12/2/2015
To our valued customers:
Please find below our weekly digest of the latest logistics trends, news and updates:
Below are the recent updates issued by Hapag-Lloyd.
Effective 9 March 2015, Hapag-Lloyd will implement a Proof of Delivery fee for US Imports. A USD 50 Administrative Fee Destination (ADD) will apply for each Proof of Delivery request received, in cases where proof must be provided on the Trucker’s receipt.
We wish to remind you of the importance of accurate weight reporting. In order to efficiently and safely transport intermodal containers, our vendors require the most accurate weight to be reported.
In the case that cargo weight is not accurate, shipments may be re-worked in order to be carried safely or, if this is not possible, such shipments may be terminated prior to final delivery.
When this occurs, significant costs may arise for the account of the customer inclusive of, but not limited to fines, penalties, etc.
Effective 1 July 2016, cargo weights must be verified prior to shipping. Please refer to the recent summary made by the World Shipping Council. Click here to full details.
Transpacific Stabilization Agreement (TSA’s) 15 member container lines have agreed on a range of big rate increases and contract minimum prices to be exacted this year.
It reaffirmed support for its previously announced US$600 per FEU across-the-board rate increase from February 9. It further “indicated” that that increase would be followed by another $600 per FEU hike from March 9, with an April rise likely to follow. Member lines have also settled on augmentations of previously announced contract rates to reflect increases of $300 per FEU for the US east/Gulf coast minimum, and $200 per FEU to the Chicago container yard as an intermodal minimum.
Here are the other expected increased rate per FEU as per TSA agreed range of big rate increase on other routes:
Intermodal rates to all other inland points destinations will be set at a minimum $1,000 per FEU above the old May 1, 2014 all-in levels. All minimum rates are based on a second quarter 2015 bunker charge level, to be published in late February.
After months of secret talks have failed, US West Coast Waterfront employees of the Pacific Maritime Association (PMA) publicly announced a 3% wage increase in a five-year contract. However, International Longshore and Warehouse Union (ILWU) made a statement ignoring the substance of the offer and instead focused on their desire to continue the deadlocked talks.
Read how this eventually resulted to a “West Coast vessel loading and unloading halted during the weekend.”
The PMA and ILWU have been in talks since 12 May 2014 to replace a contract covering 20,000 Dockers in 29 US west coast ports that expired on July 1. With full time Dockers making an average of US$147,000 a year, the PMA now offers to raise wages from US$35.68 per hour to $40.68, with “multipliers” for extra skills, night work and overtime. Part of the PMA deal is a fully paid health plan costing employers $35,000 a year, said the report. Employers also agreed to pay Obama care’s “Cadillac tax” on high-benefit schemes. This as well as a pension of 11 per cent of wages up to $88,800 a year.
The public is yet to be informed if the offer will be accepted.
CONGESTION at LA-Long Beach Port has reached a crisis point with 20 box ships awaiting berths for seven to 14 days, then only to wait another week for cargo discharge. Similar problems occur in the US West Coast ports as Canadian exporters are missing shippings because of ship delays.

DATA LINES ->
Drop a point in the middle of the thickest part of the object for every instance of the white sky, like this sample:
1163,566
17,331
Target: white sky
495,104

CHALLENGES ->
a) Swap "customer" for "shipper" and give the part of the logistics digest between "We wish to remind" and "fines, penalties, etc.", inclusive.
b) Render this sentence from the logistics digest in Spanish: "The public is yet to be informed if the offer will be accepted."
c) According to the logistics digest, since what date have the PMA and ILWU been in talks?

SET OF ANSWERS ->
a)
We wish to remind you of the importance of accurate weight reporting. In order to efficiently and safely transport intermodal containers, our vendors require the most accurate weight to be reported.
In the case that cargo weight is not accurate, shipments may be re-worked in order to be carried safely or, if this is not possible, such shipments may be terminated prior to final delivery.
When this occurs, significant costs may arise for the account of the shipper inclusive of, but not limited to fines, penalties, etc.

b) El público aún no ha sido informado de si la oferta será aceptada.

c) Since 12 May 2014.